[Entries provided — start]

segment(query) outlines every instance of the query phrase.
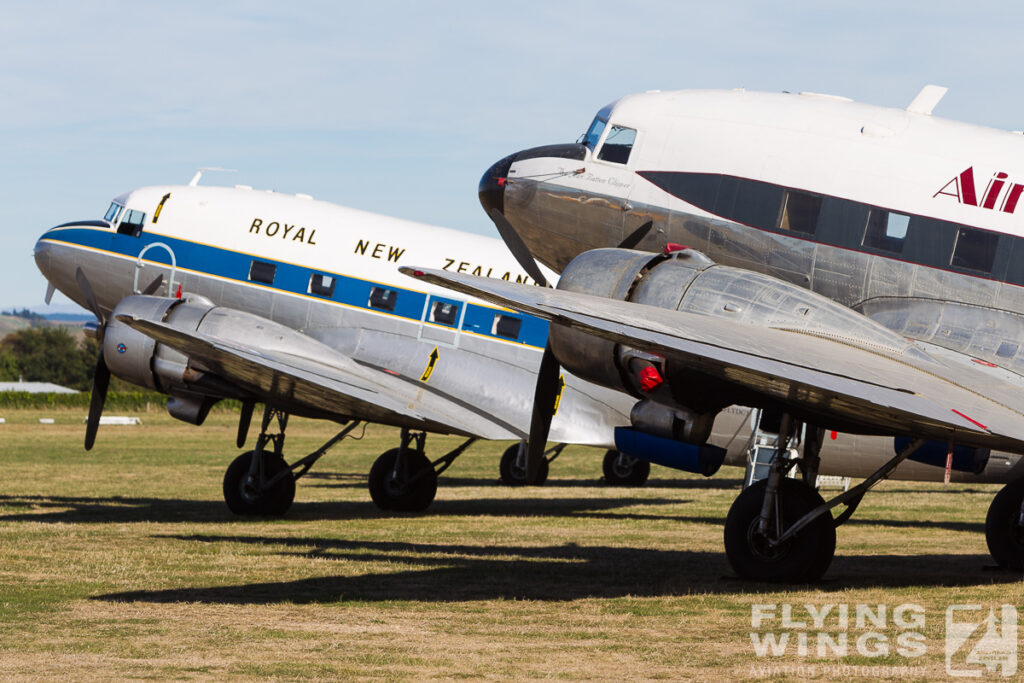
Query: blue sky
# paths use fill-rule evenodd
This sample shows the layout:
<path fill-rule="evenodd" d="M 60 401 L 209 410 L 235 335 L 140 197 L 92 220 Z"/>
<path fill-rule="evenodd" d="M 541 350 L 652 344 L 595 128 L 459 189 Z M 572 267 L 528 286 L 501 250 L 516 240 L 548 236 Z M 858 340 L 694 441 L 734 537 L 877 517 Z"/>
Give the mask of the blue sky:
<path fill-rule="evenodd" d="M 1024 128 L 1024 5 L 0 0 L 0 308 L 42 303 L 46 228 L 200 166 L 492 234 L 498 158 L 649 89 L 810 90 Z"/>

[Entries provided — finish]

### Description of the task
Your task is to set down the records shown above exactly, minus any pictures.

### Completed exercise
segment(query) outlines every instance of the query phrase.
Query: blue sky
# paths use fill-rule evenodd
This sample shows the layout:
<path fill-rule="evenodd" d="M 60 401 L 209 410 L 235 335 L 140 197 L 92 220 Z"/>
<path fill-rule="evenodd" d="M 541 350 L 652 344 L 595 128 L 459 189 Z M 572 267 L 528 286 L 501 250 L 516 240 L 548 236 Z M 858 340 L 694 441 L 734 537 L 877 517 Z"/>
Give the mask of the blue sky:
<path fill-rule="evenodd" d="M 1024 128 L 1024 5 L 0 0 L 0 308 L 42 303 L 46 228 L 200 166 L 492 234 L 498 158 L 649 89 L 810 90 Z"/>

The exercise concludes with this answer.